Data section start

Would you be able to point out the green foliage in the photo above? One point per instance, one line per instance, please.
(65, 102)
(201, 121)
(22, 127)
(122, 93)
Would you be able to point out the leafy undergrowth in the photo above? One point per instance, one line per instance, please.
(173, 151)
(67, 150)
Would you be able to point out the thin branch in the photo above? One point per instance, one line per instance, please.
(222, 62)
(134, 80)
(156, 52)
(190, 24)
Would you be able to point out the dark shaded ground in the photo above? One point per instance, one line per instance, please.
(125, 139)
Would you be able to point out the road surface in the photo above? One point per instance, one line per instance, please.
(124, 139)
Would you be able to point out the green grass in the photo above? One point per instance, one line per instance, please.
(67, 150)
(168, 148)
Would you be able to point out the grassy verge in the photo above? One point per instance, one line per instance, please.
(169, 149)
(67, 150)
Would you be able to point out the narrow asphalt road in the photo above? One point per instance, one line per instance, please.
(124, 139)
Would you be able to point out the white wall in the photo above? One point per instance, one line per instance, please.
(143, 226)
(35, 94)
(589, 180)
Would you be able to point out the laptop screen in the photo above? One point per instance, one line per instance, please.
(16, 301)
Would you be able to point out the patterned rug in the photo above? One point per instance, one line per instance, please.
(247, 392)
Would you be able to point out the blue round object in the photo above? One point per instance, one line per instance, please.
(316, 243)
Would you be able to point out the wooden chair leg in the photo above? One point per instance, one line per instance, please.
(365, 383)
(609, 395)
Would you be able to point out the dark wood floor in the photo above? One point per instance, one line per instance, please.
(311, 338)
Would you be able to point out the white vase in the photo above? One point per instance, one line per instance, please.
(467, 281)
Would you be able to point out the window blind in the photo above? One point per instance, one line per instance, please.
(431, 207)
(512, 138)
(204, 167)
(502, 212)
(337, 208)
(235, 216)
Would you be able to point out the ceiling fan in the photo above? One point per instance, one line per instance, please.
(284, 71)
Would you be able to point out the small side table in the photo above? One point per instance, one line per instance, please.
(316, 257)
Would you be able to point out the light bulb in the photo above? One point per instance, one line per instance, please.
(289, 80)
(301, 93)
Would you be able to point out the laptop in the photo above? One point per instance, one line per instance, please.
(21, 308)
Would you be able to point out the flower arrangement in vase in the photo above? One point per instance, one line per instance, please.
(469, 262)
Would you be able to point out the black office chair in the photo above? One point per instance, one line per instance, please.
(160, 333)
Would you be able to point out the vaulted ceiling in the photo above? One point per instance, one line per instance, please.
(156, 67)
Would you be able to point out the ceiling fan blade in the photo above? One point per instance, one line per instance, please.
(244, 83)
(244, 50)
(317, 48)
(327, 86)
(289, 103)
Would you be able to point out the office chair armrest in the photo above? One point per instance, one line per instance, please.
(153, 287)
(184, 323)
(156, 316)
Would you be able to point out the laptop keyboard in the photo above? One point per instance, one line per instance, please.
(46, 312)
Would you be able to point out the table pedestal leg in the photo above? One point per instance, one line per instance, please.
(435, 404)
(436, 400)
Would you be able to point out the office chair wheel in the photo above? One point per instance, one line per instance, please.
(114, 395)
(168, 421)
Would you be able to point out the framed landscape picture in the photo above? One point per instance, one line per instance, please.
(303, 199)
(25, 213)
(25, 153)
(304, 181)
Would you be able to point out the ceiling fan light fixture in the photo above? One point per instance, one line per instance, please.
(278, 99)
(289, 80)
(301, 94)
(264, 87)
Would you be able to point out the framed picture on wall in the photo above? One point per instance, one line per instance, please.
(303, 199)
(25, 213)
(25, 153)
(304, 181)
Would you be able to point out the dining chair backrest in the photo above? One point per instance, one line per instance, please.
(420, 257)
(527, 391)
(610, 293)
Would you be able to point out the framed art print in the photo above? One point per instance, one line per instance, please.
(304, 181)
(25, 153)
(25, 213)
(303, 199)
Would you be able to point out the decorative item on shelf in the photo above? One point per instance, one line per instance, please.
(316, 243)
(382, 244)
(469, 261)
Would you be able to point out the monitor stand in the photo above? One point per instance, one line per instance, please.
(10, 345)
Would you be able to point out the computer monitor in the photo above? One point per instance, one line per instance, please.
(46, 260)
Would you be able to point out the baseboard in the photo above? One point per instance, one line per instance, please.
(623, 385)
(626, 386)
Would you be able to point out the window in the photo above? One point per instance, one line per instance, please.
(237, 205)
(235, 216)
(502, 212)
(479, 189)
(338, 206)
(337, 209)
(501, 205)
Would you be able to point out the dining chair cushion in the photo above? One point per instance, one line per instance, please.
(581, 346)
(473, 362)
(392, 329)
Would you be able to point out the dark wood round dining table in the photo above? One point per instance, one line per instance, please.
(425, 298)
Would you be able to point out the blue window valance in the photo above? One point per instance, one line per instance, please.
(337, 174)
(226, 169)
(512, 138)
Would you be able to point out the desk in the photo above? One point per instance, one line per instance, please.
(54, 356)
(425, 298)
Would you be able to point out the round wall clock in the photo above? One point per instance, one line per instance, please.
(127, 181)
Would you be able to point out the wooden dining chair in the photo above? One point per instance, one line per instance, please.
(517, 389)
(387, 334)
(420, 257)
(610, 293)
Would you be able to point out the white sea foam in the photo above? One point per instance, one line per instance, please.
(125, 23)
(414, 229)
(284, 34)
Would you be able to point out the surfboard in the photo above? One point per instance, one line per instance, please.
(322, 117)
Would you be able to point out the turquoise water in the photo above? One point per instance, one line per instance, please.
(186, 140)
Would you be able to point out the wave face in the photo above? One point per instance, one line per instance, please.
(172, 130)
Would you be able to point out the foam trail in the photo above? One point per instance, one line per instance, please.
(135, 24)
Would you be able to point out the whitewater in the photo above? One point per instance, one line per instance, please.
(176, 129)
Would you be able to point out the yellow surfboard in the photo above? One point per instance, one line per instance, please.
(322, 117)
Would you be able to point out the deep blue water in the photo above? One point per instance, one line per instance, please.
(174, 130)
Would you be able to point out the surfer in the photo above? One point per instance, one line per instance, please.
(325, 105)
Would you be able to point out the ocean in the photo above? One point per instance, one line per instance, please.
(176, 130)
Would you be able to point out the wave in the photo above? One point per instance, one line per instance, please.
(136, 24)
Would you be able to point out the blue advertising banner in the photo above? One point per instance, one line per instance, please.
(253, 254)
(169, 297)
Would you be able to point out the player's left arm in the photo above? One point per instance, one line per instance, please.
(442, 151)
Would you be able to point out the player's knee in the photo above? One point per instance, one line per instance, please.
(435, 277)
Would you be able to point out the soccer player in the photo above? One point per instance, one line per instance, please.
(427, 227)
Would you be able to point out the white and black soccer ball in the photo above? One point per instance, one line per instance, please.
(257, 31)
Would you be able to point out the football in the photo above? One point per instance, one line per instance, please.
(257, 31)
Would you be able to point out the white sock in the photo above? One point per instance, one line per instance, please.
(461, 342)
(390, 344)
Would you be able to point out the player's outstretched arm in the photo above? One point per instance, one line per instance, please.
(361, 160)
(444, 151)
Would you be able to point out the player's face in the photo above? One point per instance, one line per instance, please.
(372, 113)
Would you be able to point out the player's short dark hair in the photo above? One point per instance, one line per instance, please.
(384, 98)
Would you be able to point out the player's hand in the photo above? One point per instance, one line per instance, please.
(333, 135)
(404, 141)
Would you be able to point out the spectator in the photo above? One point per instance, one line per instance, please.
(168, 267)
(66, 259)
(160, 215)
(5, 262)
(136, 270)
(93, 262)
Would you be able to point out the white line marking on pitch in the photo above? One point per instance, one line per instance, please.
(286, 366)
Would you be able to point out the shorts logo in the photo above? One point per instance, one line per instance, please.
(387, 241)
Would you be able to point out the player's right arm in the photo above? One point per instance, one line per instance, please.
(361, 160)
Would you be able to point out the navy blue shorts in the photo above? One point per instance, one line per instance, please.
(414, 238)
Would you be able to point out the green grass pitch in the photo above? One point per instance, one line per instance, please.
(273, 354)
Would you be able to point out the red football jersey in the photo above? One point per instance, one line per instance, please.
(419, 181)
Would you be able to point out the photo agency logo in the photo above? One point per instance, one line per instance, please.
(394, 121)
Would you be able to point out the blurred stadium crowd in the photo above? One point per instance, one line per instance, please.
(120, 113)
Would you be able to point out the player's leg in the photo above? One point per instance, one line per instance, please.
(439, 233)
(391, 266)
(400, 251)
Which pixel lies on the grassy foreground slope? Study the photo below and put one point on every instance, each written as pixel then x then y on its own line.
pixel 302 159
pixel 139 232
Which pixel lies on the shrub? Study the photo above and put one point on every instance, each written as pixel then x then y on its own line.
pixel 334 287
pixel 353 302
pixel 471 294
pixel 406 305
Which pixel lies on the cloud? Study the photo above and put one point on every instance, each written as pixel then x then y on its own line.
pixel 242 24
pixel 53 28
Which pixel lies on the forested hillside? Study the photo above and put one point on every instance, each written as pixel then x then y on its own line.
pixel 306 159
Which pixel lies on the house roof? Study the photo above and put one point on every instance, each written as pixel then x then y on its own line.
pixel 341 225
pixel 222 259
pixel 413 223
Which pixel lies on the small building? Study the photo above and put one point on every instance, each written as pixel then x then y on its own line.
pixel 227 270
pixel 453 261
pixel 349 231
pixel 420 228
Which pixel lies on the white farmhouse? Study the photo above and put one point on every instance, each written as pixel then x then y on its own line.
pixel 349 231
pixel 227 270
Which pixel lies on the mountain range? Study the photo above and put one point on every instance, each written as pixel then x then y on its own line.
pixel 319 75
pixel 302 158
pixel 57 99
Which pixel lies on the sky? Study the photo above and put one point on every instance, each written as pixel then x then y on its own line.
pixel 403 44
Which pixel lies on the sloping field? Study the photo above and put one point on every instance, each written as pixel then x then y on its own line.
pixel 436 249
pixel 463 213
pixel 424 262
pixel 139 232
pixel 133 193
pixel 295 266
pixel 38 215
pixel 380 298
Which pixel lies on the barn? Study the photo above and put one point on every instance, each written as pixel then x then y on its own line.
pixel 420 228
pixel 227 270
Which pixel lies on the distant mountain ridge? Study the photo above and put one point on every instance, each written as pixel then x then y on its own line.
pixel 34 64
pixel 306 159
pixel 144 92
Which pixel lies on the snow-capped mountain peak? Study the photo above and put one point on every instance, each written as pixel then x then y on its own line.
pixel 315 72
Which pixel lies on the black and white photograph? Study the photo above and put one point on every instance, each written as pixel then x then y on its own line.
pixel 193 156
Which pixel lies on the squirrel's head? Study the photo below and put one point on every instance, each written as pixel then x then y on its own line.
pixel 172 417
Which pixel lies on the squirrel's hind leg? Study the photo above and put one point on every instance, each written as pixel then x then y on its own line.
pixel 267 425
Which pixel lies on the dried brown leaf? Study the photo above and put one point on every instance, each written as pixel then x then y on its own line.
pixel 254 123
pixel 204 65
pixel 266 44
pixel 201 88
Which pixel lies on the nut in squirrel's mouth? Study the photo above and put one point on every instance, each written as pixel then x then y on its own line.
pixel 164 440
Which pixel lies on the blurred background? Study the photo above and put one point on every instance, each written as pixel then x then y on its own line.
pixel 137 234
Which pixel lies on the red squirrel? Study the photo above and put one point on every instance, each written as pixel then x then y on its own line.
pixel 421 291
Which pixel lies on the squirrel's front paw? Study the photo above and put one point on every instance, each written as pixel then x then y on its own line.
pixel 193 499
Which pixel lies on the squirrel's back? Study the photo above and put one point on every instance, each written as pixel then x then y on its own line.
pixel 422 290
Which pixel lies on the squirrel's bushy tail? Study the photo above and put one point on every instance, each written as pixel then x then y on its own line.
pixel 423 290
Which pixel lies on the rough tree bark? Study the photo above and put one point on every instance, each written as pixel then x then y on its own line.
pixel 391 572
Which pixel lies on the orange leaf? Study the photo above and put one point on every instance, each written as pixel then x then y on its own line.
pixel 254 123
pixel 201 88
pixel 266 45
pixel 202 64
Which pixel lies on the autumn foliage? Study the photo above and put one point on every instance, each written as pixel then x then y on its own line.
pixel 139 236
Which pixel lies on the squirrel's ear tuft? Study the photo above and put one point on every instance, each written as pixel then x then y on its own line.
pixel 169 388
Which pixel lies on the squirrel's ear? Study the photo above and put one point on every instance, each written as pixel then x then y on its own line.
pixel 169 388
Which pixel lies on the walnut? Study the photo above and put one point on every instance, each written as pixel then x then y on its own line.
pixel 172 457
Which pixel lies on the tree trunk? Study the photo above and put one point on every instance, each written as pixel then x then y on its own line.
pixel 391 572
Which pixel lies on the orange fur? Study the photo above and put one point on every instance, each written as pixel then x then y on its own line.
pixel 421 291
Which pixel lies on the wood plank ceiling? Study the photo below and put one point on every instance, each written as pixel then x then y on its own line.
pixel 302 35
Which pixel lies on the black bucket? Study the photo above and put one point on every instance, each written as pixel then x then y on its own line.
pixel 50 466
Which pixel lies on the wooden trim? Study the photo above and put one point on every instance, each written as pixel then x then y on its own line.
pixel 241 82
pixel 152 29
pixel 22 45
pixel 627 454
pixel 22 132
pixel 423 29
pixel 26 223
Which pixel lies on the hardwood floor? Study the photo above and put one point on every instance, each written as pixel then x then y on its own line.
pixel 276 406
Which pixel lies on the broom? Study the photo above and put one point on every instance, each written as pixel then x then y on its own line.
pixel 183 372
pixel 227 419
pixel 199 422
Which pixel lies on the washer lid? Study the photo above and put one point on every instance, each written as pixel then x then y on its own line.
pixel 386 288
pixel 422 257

Data section end

The answer is the line with "Which pixel lies on the broom?" plus every line after it to the last line of the entries above, copied exactly and with no other lines.

Which pixel lies on the broom? Study the photo above and put one point on every instance, each written as pixel then x then y on its own line.
pixel 183 372
pixel 227 419
pixel 199 422
Which pixel lies on the washer lid? Study the photo above and put one point on every instance, each written as pixel then x then y on its own line.
pixel 386 288
pixel 422 257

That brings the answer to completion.